■ Your task ■
Turn every line of all the items below into a numbered list, skipping blank lines. Leave the pictures out of your answer.
##### The records
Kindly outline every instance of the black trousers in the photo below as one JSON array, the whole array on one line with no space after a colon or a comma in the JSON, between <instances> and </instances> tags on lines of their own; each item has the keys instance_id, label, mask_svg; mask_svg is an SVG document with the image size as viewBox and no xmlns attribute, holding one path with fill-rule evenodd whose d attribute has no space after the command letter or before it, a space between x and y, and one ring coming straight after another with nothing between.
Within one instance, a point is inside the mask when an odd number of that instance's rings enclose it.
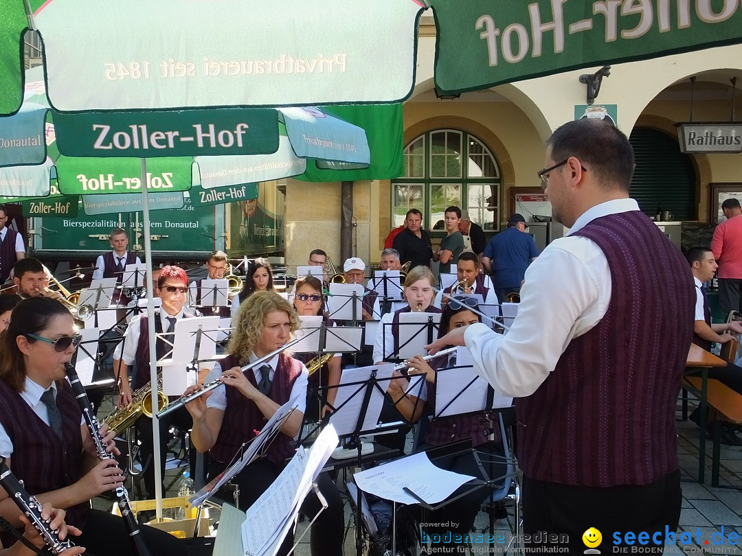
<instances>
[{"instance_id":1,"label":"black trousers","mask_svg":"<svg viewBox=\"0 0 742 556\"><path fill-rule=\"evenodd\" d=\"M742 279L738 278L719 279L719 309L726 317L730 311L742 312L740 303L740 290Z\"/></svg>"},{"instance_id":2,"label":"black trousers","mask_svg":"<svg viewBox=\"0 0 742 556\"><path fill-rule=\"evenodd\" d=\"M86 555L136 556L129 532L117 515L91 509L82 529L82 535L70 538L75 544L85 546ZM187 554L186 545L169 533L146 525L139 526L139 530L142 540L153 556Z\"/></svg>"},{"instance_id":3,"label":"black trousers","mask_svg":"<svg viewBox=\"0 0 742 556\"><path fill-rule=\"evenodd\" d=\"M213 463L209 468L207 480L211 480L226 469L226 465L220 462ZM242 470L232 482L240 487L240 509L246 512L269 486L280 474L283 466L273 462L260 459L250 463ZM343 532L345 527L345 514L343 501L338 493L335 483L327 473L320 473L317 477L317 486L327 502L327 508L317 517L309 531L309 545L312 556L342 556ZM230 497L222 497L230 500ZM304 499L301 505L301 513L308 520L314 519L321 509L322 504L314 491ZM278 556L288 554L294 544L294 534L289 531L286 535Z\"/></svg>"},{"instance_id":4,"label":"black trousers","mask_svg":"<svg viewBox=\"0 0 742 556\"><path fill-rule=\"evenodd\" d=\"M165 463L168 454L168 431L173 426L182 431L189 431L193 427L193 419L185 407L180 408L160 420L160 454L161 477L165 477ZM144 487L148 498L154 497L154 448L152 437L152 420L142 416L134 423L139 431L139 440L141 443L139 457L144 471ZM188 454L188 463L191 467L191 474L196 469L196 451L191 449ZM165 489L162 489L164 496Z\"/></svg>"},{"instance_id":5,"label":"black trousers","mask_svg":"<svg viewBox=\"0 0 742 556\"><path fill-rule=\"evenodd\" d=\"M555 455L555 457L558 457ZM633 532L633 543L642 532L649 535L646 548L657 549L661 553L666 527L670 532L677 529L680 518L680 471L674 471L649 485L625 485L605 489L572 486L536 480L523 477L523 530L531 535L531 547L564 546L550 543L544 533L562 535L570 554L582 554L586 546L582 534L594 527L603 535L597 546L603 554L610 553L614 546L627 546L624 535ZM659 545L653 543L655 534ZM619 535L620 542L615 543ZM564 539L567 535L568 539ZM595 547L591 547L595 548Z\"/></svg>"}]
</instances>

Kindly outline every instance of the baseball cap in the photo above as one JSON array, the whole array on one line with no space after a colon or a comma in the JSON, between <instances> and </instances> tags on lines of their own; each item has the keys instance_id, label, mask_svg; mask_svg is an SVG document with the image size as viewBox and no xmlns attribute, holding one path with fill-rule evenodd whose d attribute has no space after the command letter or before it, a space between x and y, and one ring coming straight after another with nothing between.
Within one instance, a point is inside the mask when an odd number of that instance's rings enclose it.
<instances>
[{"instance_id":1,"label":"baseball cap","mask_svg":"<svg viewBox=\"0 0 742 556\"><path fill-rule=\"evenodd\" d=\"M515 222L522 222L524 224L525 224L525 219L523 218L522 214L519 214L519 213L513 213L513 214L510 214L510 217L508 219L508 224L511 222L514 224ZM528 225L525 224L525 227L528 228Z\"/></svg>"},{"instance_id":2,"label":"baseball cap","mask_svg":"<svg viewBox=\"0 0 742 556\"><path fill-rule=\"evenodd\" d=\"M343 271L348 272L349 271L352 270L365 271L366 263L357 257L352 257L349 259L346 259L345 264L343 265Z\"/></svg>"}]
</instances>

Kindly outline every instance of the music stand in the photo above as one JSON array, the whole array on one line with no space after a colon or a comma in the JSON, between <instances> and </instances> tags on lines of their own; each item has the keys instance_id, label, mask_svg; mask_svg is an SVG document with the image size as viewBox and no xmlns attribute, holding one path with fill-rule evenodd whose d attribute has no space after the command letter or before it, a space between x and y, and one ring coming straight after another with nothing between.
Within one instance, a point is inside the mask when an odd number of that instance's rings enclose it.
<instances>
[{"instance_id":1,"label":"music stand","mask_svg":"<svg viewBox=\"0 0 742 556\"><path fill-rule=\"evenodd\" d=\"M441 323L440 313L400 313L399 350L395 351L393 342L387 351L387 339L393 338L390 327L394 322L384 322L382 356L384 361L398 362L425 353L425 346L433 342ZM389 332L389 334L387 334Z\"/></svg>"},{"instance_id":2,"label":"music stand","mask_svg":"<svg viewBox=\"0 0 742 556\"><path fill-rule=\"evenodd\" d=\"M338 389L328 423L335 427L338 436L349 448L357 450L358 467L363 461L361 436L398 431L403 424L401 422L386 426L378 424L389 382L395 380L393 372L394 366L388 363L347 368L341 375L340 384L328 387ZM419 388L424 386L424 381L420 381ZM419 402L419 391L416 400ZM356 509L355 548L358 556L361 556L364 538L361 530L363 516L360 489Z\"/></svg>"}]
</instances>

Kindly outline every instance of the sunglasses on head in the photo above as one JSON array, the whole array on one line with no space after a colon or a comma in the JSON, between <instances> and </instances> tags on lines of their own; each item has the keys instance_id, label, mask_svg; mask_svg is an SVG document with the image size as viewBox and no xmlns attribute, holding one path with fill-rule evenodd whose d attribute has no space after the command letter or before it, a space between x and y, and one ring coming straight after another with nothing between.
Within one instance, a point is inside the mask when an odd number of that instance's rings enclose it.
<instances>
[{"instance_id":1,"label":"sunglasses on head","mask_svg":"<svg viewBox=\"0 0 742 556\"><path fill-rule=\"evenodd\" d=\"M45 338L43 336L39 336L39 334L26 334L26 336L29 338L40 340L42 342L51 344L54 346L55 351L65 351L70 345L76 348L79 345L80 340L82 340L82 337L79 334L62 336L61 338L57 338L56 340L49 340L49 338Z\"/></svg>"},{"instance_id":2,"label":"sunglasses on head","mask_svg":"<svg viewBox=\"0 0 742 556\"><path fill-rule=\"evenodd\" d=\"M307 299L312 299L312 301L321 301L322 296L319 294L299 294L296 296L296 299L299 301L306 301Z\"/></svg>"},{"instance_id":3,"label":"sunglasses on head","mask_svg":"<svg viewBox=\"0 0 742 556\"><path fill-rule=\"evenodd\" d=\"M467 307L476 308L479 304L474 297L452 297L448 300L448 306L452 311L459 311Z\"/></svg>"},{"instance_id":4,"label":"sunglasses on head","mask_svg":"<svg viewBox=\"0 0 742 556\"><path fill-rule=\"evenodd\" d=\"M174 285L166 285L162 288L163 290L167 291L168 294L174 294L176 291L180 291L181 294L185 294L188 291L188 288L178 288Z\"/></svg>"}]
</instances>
##########
■ Answer below ■
1. Kindly outline every instance of the black trousers in the photo below as one JSON array, the whole array on one line with no space after a colon or a comma in the JSON, between <instances> and </instances> tags on lines of their own; each item has the keys instance_id, label, mask_svg; mask_svg is an SVG document with the image size as viewBox and no xmlns attribute, holding one path with fill-rule evenodd whose d attribute has no space after the command letter or before it, a space between x and y, and one ring coming straight after another with nothing between.
2. Within one instance, a point is inside the mask when an odd number of that instance's rings enclose it.
3. <instances>
4. [{"instance_id":1,"label":"black trousers","mask_svg":"<svg viewBox=\"0 0 742 556\"><path fill-rule=\"evenodd\" d=\"M742 279L738 278L719 279L719 309L726 317L730 311L742 312L740 303L740 290Z\"/></svg>"},{"instance_id":2,"label":"black trousers","mask_svg":"<svg viewBox=\"0 0 742 556\"><path fill-rule=\"evenodd\" d=\"M86 555L136 556L129 532L117 515L91 509L82 529L82 535L70 538L75 544L85 546ZM187 554L186 545L169 533L146 525L139 526L139 530L142 540L153 556Z\"/></svg>"},{"instance_id":3,"label":"black trousers","mask_svg":"<svg viewBox=\"0 0 742 556\"><path fill-rule=\"evenodd\" d=\"M213 463L209 468L207 480L211 480L226 469L226 465L220 462ZM242 470L232 482L240 487L240 509L246 512L269 486L280 474L283 466L273 462L260 459L250 463ZM343 532L345 527L345 514L343 501L338 493L335 483L327 473L320 473L317 477L317 486L327 502L327 508L317 517L309 531L309 545L312 556L342 556ZM230 497L222 497L230 500ZM304 499L301 505L301 513L308 520L314 519L321 509L322 504L314 491ZM278 556L288 554L294 544L294 534L289 531L286 535Z\"/></svg>"},{"instance_id":4,"label":"black trousers","mask_svg":"<svg viewBox=\"0 0 742 556\"><path fill-rule=\"evenodd\" d=\"M165 463L168 454L168 431L173 426L182 431L189 431L193 427L193 419L185 407L180 408L160 420L160 454L161 477L165 477ZM144 487L148 498L154 497L154 448L152 437L152 420L142 416L134 423L139 431L139 440L141 443L139 457L144 471ZM188 454L188 463L191 467L191 474L196 469L196 451L191 449ZM165 489L162 489L164 496Z\"/></svg>"},{"instance_id":5,"label":"black trousers","mask_svg":"<svg viewBox=\"0 0 742 556\"><path fill-rule=\"evenodd\" d=\"M555 455L555 457L558 457ZM633 532L633 543L642 532L649 535L646 548L657 549L661 553L666 527L670 532L677 529L680 518L680 471L674 471L649 485L625 485L605 489L572 486L536 480L523 477L523 530L531 535L531 547L564 546L550 543L544 533L562 535L570 554L582 554L586 546L582 534L594 527L603 535L597 546L603 554L610 553L614 546L627 546L624 535ZM659 545L653 543L655 534ZM619 535L620 542L615 543ZM564 539L567 535L568 539ZM595 547L591 547L595 548Z\"/></svg>"}]
5. </instances>
6. Kindly outline every instance of the baseball cap in the photo above as one JSON array, the whole array on one line with no space after a colon or a comma in the JSON, between <instances> and </instances> tags on lines of their own; each item has the keys instance_id, label, mask_svg; mask_svg is an SVG document with the image size as viewBox and no xmlns attribute, holding one path with fill-rule evenodd whose d attribute has no space after the command letter or before it, a space between x and y, and one ring coming straight after another with nothing between.
7. Within one instance, a point is inside the mask when an odd number of that instance's rings enclose it.
8. <instances>
9. [{"instance_id":1,"label":"baseball cap","mask_svg":"<svg viewBox=\"0 0 742 556\"><path fill-rule=\"evenodd\" d=\"M515 222L522 222L524 224L525 224L525 219L523 218L522 214L519 214L519 213L513 213L513 214L510 214L510 217L508 219L508 224L511 222L514 224ZM528 225L525 224L525 227L528 228Z\"/></svg>"},{"instance_id":2,"label":"baseball cap","mask_svg":"<svg viewBox=\"0 0 742 556\"><path fill-rule=\"evenodd\" d=\"M343 271L348 272L349 271L352 270L365 271L366 263L357 257L352 257L349 259L346 259L345 264L343 265Z\"/></svg>"}]
10. </instances>
11. Kindly outline every instance of the music stand in the photo above as one JSON array, the whole array on one line with no space after a colon or a comma in the JSON, between <instances> and </instances> tags on lines of their own; each item has the keys instance_id, label, mask_svg; mask_svg is an SVG document with the image size as viewBox and no xmlns attribute, holding one path with fill-rule evenodd whose d attribute has no space after the command letter or before it, a space between x and y, and one ring coming straight after another with nothing between.
12. Within one instance, a point is inside the mask when an odd number of that instance's rings enclose it.
13. <instances>
14. [{"instance_id":1,"label":"music stand","mask_svg":"<svg viewBox=\"0 0 742 556\"><path fill-rule=\"evenodd\" d=\"M441 323L440 313L400 313L399 350L395 351L393 342L387 351L387 339L393 338L390 327L394 322L384 322L382 356L384 361L398 362L425 353L425 346L433 342ZM389 332L389 334L387 334Z\"/></svg>"},{"instance_id":2,"label":"music stand","mask_svg":"<svg viewBox=\"0 0 742 556\"><path fill-rule=\"evenodd\" d=\"M338 389L328 423L335 427L338 436L349 448L357 450L358 467L363 461L361 436L398 431L403 424L401 422L386 426L378 424L389 382L395 380L393 372L394 366L388 363L347 368L341 375L340 384L328 387ZM419 388L424 386L424 381L420 381ZM419 402L419 391L416 400ZM356 509L355 548L358 556L361 556L364 538L361 530L363 516L360 489Z\"/></svg>"}]
15. </instances>
16. Kindly outline every instance of the sunglasses on head in the photo above as one JSON array, the whole array on one line with no space after a colon or a comma in the JSON, between <instances> and </instances> tags on lines of their own; each item has the keys instance_id, label, mask_svg; mask_svg is an SVG document with the image size as viewBox and no xmlns attribute, holding one path with fill-rule evenodd whose d attribute has no space after the command letter or before it, a space between x and y, and one ring coming straight after another with nothing between.
17. Within one instance, a point is inside the mask when an odd number of that instance's rings enclose it.
18. <instances>
19. [{"instance_id":1,"label":"sunglasses on head","mask_svg":"<svg viewBox=\"0 0 742 556\"><path fill-rule=\"evenodd\" d=\"M45 338L43 336L39 336L39 334L26 334L26 336L29 338L40 340L42 342L51 344L54 346L55 351L65 351L70 345L76 348L79 345L80 340L82 340L82 337L79 334L62 336L61 338L57 338L56 340L49 340L49 338Z\"/></svg>"},{"instance_id":2,"label":"sunglasses on head","mask_svg":"<svg viewBox=\"0 0 742 556\"><path fill-rule=\"evenodd\" d=\"M307 299L312 299L312 301L321 301L322 296L319 294L299 294L296 296L296 299L299 301L306 301Z\"/></svg>"},{"instance_id":3,"label":"sunglasses on head","mask_svg":"<svg viewBox=\"0 0 742 556\"><path fill-rule=\"evenodd\" d=\"M467 307L476 308L479 304L474 297L452 297L448 300L448 306L452 311L459 311Z\"/></svg>"},{"instance_id":4,"label":"sunglasses on head","mask_svg":"<svg viewBox=\"0 0 742 556\"><path fill-rule=\"evenodd\" d=\"M174 285L166 285L162 288L163 290L167 291L168 294L174 294L176 291L180 291L181 294L185 294L188 291L188 288L178 288Z\"/></svg>"}]
20. </instances>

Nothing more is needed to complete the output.